Selected excerpt:

BEGIN

Last year I signed up to complete the Malbu triathlon as a way of giving back to the cancer community, a way to raise money for our most innocent cancer patients, children.  I felt I was at the pinnacle of health, at least for me.  Sure my foot went numb sometimes, and I had other odd symptoms, but I was 4 years out from my cancer diagnosis and certain that it was behind me...

However, a month before last years race, I received the cruel news that no, it wasn't behind me.  My tumor had likely returned.  I told very few people, I was too scared to admit that my nightmare might be recurring.  I trained hard. The race day dawned and I loved every second of it even though the hideous numbness kept telling me there probably was something wrong.

The rest of the story is now well known to those of you who follow my blatherings here or on twitter or facebook, I lived in denial for awhile, then finally got it biopsied only to learn that, yes, my cancer had returned. Yes, I was once again facing possble amputation.  Yes, this was a nightmare! I cried, I screamed, but ultimately did what I do best, face it.

Surgery was more extensive than anyone hoped and I woke up begging to be told why it had lasted 6-8 hours longer than it should have.  Slowly the reality of what was done to remove the cancer from my foot and give me the best chance at a functional recovery dawned on me.  I vowed to fight.  Two weeks in the hospital, weeks never out of a chair (wheeled or otherwise), and the deadline for the Malibu tri approached.  I had planned to do the olympic distance this year, but now I was in a wheelchair unsure of whether I'd walk again from my own cancer journey.

Still somewhere in my self absorbed brain I knew it was better to face this as a functional adult than a child and that I'd find a way to swim, bike and run again.  I didn't know how, I just knew I would.  The deadline to sign up was days away.  Initially, I said "no way, I can't. I don't know even when or how I'll walk again."  I was fairly certain I could swim by then, bike maybe, but to run? that sounded preposterous.  I asked a few friends what they thought.  "Could I walk the run?" consensus, my ego wouldn't allow it.

Should I sign up to do the race?- My friend Jason replied
"After much thought I would say not this year.

END

Description of the task: In the Malibu triathlon post, which distance had the writer planned to do this year? The rows stand apart from the Malibu triathlon post and are separate material.

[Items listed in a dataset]
BEGIN

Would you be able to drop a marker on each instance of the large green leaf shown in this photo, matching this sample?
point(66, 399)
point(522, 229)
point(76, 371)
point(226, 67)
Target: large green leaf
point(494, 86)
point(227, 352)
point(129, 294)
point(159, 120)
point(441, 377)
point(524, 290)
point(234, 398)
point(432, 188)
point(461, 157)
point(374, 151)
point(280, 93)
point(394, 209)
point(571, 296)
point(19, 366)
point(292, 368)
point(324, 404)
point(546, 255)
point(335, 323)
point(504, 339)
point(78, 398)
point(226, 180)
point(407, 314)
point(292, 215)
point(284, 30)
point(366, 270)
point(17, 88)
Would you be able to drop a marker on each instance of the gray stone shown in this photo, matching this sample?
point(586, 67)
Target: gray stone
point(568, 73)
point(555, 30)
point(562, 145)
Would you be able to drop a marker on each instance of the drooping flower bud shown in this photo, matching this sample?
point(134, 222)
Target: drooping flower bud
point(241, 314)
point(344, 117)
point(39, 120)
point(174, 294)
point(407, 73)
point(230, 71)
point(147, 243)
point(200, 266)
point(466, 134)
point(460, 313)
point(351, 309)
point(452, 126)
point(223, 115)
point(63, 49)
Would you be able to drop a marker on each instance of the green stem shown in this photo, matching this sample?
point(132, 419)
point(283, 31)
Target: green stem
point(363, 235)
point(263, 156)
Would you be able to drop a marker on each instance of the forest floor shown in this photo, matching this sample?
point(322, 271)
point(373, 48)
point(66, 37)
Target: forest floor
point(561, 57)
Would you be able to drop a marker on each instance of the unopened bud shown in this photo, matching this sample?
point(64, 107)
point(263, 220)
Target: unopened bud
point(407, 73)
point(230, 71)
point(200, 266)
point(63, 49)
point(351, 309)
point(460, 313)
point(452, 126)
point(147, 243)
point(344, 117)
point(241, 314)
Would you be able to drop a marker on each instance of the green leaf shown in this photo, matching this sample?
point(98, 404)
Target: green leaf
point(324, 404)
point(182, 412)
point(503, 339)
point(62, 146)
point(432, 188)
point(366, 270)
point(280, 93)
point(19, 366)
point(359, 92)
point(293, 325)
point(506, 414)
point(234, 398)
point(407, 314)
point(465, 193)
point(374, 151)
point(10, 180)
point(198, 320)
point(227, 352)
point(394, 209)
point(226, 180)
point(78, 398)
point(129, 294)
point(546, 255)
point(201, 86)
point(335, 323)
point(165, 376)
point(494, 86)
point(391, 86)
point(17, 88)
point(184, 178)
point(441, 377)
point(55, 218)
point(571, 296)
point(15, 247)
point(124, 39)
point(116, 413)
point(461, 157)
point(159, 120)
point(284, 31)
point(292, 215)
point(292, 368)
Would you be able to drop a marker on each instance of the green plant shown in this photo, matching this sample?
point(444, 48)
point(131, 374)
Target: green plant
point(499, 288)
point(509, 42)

END

Output of the exercise: The olympic distance.